— Start of SOURCE —
Ubuntu – so near yet so far

I have never willed something to work well so strongly as I have Ubuntu Linux. Lots of my most respected colleagues use it, I like the philosophy and resent being compelled to use XP which is now 8 or so years old.

What’s more, I’ve recently taken the step of working on customer engagements out of VMWare images to avoid my base OS becoming increasingly polluted with software installations for every passing project (anyone in a services role will know that pain). So in this sense, all my meaningful work that is not foilware is done in an image that I can not only backup and restore on demand (often I dip in and out of projects) but that means my base OS is only really needed for email and productivity tools. I am currently using XP as the base and as an approach it works okay but it never feels the most efficient platform to build on. It also takes an age to boot into a usable state (can be a good 10 minutes on a bad day) and XP installs always have a limited shelf life — you install it with a view to rebuilding it in 6-9 months if you’re lucky. My use of VMWare images to help keep it clean might help its longevity but even so. I do use iTunes (Windows and Mac only) but can live without it most of the time if needed.

To this end, I decided to experiment with using Linux as my base OS  on my Thinkpad T60 to see how it compared. I am surrounded with happy Ubuntu users so Ubuntu seemed a natural thing to try out. So, down came the ISO, onto a CD and into the CD drive. I’ve recorded my conclusions here for posterity so I can look back on the experience.

Now my first attempt to dual-boot was a disaster since hitherto-reliable partitioning software trashed my NTFS partition when trying to create me a new partition, requiring a Lazarus-style resurrection involving taking lots of deep breaths, removing the disk, putting it in a dock and running CHKDSK on it. Not off to a good start. I decided to do what I should have done in the first place and use the Wubi installer that puts Ubuntu onto your NTFS partition, a bit like a virtual disk. That worked perfectly and Ubuntu now appeared on my boot selection list alongside XP. We’re off and running I thought, it had correctly identified my widescreen, touchpad and wired Ethernet was working fine. Happy days.

One thing became clear however, that whilst the installation process was impressive (and the boot up light years faster than XP, less than a minute), the reality soon showed me that in switching from XP I’d actually swapped one type of pain for another. The thing I felt most uncomfortable about in the Linux world was that all of a sudden I had to care about which chipsets were installed on the laptop — it “just works” up to a point but to do many of the things I care about started to get pretty complex pretty quickly. Having to digress to the command line to do some basic things (my screen drivers apparently need me to digress to the command line to set up dual monitor) seemed a retrograde step given the rich Gnome UI available and the fact that even an antique OS like XP doesn’t need you to do that. The real deal-breaker for me was the wireless support — it works but only when I am sat within 2 metres of my home router. Searching for help on the web told me only that wifi is recognised as a weakness and there is no easy approach to fix it. Most Ubuntu people I talk to just seem to avoid using it. Wifi I rely on at home and when I travel with work, wired isn’t really a viable option for me. I haven’t got as far as trying to connect to a projector which is similarly recognised as a weakness. I present pretty often and I need that to work reliably.
— End of SOURCE —
GIVEN PROBLEM>
Decide whether each statement agrees with the Ubuntu post above. Answer yes or no for each, and quote the words from the post that settle it.
1. Ubuntu booted in under a minute.
2. The first attempt to set up a dual boot went smoothly.
3. The wireless connection worked anywhere in the house.
— Start of EXTRACTED RECORDS —
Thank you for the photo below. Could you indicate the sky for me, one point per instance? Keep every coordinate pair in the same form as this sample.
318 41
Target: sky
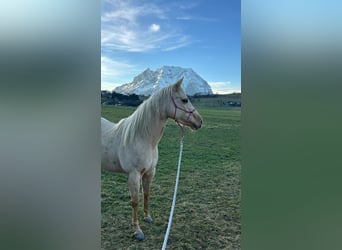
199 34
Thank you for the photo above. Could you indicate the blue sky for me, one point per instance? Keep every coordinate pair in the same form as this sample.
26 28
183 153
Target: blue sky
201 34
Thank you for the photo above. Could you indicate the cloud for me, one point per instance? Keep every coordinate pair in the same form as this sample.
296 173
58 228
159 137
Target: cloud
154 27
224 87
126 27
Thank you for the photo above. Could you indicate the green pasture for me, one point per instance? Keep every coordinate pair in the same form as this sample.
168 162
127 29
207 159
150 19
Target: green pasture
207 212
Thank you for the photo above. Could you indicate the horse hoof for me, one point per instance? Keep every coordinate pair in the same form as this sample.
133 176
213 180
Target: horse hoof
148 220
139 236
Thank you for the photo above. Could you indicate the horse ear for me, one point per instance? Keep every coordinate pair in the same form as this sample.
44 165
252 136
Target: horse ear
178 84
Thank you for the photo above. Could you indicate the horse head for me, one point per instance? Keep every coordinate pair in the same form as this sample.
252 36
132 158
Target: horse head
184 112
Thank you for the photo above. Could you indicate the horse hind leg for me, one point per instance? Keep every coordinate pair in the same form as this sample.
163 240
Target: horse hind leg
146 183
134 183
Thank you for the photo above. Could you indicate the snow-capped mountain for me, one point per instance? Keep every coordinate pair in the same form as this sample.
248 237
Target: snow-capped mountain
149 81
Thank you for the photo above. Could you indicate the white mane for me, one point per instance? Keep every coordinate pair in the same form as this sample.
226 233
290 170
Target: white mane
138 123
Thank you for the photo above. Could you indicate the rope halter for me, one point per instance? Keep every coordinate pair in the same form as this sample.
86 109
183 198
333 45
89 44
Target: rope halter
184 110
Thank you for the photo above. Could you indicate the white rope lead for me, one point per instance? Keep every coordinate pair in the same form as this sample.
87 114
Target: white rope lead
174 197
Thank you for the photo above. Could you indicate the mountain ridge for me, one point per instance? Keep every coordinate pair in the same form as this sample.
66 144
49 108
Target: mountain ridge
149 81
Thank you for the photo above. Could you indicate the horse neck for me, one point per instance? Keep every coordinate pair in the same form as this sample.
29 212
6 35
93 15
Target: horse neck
— End of EXTRACTED RECORDS —
IN RESPONSE>
1. Yes: "the boot up light years faster than XP, less than a minute"
2. No: "Now my first attempt to dual-boot was a disaster"
3. No: "it works but only when I am sat within 2 metres of my home router"